• REQUIRED WORK
Rescale the data from the line containing "of the man's" through the end of the data, reproducing every line in full. Multiply each answer coordinate by 2.4 and round it to a whole number, rounding halves up, but leave the sample output coordinates and all other text unchanged.

## begin

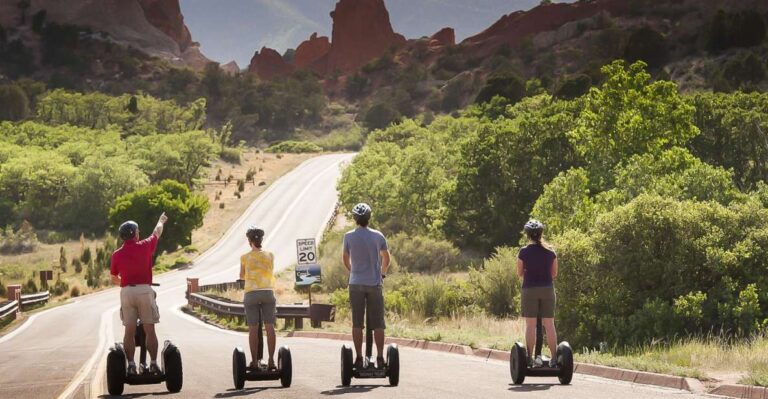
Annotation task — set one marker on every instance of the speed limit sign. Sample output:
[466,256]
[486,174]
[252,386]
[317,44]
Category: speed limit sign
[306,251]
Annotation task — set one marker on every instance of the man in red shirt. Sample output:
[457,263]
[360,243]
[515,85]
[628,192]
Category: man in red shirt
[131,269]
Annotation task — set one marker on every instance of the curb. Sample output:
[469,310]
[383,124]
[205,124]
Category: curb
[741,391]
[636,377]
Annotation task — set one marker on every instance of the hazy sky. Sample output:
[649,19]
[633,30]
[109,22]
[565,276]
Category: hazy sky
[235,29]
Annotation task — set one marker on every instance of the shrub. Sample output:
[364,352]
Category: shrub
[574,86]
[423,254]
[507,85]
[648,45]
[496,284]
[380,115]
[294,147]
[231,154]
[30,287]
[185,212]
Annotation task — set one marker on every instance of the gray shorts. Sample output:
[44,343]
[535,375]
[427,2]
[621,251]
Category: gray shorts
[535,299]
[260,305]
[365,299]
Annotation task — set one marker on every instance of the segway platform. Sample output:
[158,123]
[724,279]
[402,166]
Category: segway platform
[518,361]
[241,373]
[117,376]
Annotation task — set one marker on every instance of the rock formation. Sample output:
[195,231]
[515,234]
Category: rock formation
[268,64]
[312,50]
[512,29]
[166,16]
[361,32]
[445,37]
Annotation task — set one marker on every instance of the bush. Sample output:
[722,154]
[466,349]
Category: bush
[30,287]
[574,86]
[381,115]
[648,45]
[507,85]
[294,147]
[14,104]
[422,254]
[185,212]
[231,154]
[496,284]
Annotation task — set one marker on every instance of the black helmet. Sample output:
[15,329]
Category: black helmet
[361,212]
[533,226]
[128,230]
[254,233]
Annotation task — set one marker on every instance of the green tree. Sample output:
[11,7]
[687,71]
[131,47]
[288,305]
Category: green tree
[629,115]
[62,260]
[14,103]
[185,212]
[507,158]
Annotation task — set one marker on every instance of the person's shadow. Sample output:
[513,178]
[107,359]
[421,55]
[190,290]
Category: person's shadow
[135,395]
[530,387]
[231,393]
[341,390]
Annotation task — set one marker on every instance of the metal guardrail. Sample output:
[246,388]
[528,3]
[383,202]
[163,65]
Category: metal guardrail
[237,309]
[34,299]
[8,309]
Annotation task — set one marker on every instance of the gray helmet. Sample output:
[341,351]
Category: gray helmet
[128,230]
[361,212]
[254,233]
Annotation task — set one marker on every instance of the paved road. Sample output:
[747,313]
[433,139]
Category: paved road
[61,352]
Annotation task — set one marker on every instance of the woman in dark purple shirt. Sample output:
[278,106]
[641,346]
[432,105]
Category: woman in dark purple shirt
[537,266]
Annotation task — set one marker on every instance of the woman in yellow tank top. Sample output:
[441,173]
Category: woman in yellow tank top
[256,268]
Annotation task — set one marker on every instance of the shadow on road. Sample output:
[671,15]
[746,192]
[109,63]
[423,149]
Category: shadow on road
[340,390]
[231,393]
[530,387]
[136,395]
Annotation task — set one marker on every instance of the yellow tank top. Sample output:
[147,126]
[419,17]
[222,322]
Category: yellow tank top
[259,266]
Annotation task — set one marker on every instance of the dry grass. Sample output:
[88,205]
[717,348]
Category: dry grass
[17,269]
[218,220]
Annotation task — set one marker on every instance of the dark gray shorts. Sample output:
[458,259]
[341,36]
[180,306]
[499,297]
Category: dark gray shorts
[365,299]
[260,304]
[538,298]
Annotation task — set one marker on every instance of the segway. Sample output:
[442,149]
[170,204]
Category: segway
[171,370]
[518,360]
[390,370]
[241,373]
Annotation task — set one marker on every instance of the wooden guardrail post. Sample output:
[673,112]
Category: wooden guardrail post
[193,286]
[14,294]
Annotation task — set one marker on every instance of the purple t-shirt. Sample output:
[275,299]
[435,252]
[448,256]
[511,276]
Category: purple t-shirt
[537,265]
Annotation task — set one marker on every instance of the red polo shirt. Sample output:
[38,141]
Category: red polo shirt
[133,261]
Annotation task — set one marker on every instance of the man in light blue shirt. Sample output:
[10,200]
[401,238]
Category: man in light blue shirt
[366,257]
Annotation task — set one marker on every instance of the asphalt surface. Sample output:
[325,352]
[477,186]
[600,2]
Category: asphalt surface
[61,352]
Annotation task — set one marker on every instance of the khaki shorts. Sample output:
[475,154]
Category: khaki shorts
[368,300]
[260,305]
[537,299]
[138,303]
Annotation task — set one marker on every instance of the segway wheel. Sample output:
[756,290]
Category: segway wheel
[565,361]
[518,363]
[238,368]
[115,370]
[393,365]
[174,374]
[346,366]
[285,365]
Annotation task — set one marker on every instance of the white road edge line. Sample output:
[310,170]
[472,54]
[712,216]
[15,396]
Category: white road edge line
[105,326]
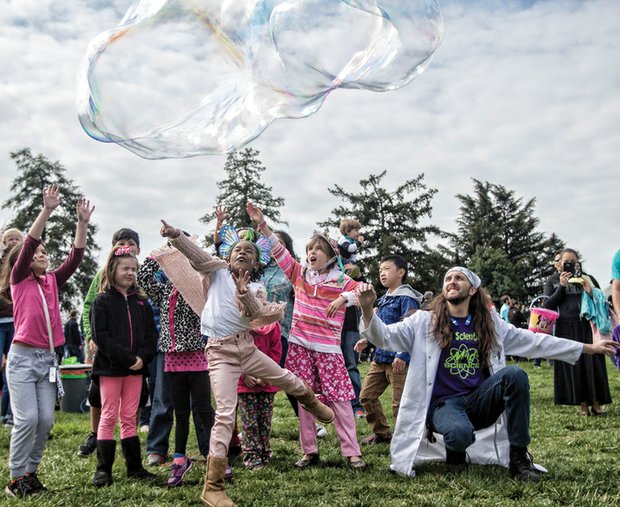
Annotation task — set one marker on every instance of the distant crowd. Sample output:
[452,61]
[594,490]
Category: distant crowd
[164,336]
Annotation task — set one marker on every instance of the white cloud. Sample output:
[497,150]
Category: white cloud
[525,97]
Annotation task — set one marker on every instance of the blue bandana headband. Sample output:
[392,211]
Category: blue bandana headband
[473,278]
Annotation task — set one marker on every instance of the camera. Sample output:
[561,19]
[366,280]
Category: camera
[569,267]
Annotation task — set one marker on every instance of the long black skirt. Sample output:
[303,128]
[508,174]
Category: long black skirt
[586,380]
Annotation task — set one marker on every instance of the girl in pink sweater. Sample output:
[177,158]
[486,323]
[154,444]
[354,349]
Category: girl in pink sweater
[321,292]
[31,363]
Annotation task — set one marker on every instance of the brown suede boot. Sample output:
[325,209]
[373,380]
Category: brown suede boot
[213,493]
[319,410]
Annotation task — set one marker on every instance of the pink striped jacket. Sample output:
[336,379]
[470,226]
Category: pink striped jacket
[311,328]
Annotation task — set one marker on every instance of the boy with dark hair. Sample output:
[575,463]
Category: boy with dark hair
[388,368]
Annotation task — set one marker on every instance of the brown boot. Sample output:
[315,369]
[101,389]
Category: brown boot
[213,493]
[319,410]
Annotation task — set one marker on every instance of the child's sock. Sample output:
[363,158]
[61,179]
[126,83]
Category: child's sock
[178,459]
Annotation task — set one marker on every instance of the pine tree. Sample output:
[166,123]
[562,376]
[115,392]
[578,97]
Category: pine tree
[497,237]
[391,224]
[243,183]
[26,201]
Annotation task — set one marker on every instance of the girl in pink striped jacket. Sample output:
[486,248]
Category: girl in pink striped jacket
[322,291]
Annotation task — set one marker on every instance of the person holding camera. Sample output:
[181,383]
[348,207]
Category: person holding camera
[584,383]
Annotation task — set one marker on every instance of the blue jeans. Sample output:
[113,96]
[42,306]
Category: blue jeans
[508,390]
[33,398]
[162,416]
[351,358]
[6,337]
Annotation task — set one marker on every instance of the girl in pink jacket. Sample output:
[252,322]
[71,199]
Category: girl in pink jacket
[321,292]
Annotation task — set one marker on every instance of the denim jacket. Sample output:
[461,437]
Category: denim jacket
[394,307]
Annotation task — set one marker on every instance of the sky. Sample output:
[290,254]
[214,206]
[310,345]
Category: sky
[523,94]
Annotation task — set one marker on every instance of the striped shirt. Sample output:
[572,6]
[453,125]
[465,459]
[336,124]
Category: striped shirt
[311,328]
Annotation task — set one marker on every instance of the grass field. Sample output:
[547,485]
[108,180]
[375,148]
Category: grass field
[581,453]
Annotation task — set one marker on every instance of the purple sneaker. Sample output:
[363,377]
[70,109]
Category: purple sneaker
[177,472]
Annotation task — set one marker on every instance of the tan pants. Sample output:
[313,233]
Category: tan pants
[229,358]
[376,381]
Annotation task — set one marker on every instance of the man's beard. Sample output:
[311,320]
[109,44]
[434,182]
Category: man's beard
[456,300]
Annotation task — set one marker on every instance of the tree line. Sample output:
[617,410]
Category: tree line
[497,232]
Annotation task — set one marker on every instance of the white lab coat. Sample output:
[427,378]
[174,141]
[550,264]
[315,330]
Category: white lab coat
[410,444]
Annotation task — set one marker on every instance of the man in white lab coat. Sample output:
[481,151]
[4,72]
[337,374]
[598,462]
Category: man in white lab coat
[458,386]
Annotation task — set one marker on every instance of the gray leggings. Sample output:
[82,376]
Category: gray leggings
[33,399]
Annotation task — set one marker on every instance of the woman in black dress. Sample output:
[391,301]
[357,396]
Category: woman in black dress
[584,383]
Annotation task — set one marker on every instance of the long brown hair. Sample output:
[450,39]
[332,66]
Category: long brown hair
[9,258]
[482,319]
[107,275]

## end

• CORRECT RESULT
Annotation task — set one marker on every instance of the man's beard. Sample output:
[311,320]
[109,44]
[434,182]
Category: man's beard
[1094,720]
Annotation task — set one marker on every instance of the tree line. Sample output:
[617,410]
Category: tree line
[1193,557]
Annotation task — set one marker on every instance of the white lab coat. Sample output:
[427,378]
[174,141]
[550,264]
[315,330]
Category: white lab coat
[984,1066]
Annotation task — set one marker on every instance of the man in white lab coat. Sample output:
[481,151]
[4,72]
[337,374]
[598,462]
Category: man in white lab coat
[1099,926]
Annotation task — set one marker on every instance of the gray leggings. Sample output:
[82,376]
Category: gray leggings
[79,958]
Annotation task — set one marker on every instance of the woman in black dress. Sample output:
[391,301]
[357,396]
Category: woman in black dress
[1402,919]
Annotation task — set one marker on every instance of the long brown hair. Sample output:
[450,39]
[332,66]
Category: long brown hair
[22,619]
[1157,766]
[257,660]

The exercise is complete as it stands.